Document segment ▸
ST. JOHNS, Fla. – A new policy in St. Johns County Schools requires employees to notify a student’s parents if that student wants to change their pronouns.

The district said the move is meant to bring its protocol more in line with state law, but LGBTQ+ rights advocates say the new policy could do more harm than good. Specifically, the district said this policy shift is in response to the Parents Bill of Rights, which was signed into law last year.

But it comes as the measure that’s colloquially referred to as the “don’t say gay” bill is being debated in Tallahassee -- and just weeks after Clay County Schools faced a lawsuit on this issue.

Under the new St. Johns County School District guidelines for LGBTQ+ students, there are two columns — one that shows what’s in Florida law, while the other outlines the district’s best practices.

Under the section labeled “names and pronouns” it states that there are no federal or state laws that require district employees call a student “by a requested name or use the pronouns consistent with their gender identity.”

The best practices column, though, says: “Schools will use the name and gender pronoun corresponding to his/her consistently asserted gender identity upon request of the student with knowledge of the parent.”

And it’s those last five words that concern Dan Merkan, with the Jacksonville area Sexual Minority Youth Network.

“Because it makes this assumption that somehow someone’s sexual orientation or gender identity is something that is a moral issue, which really makes no sense, me being a man has nothing to do with being moral, or if somebody else is transgender, that’s not a moral or religious issue,” Merkan said.

Dataset section ▸

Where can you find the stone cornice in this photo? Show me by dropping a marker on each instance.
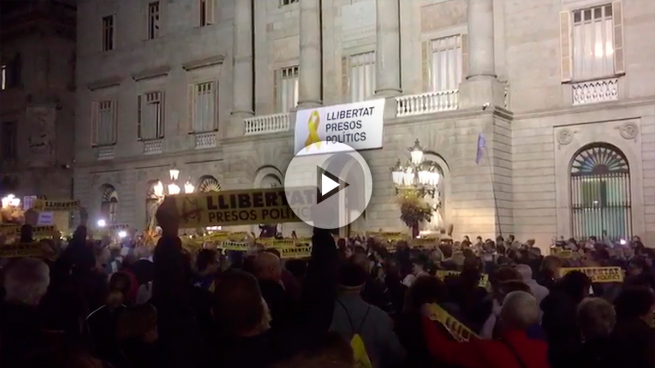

Objective ▸ Pick up the article on the St. Johns County Schools pronoun policy after its final sentence and keep writing it.

Task output ▸
Advocates say that while one household might be completely supportive of the child’s identity, another student’s family might call it a mental health problem, and it’s that second group of students that Cindy Hill-Nobles, with the local chapter of PFLAG, says would have the greatest need for school-based support.

“It’s going to be a dangerous bill for kids. It’s going to be a dangerous change in policy. Kids need a safe space, they need safe people to talk to you when/if they’re not ready to have those conversations at home. They’re choosing someone at school where you’re supposed to be safe to have those conversations with,” Hill-Nobles said.

Hill-Nobles said the effects could be damaging to the most vulnerable young people.

“LGBT kids already have a four times higher suicide attempt rate than their heterosexual counterparts. I think it’s going to push kids further into the closet, And I think it’s going to make those suicides statistics worse, not better,” Hill-Nobles said.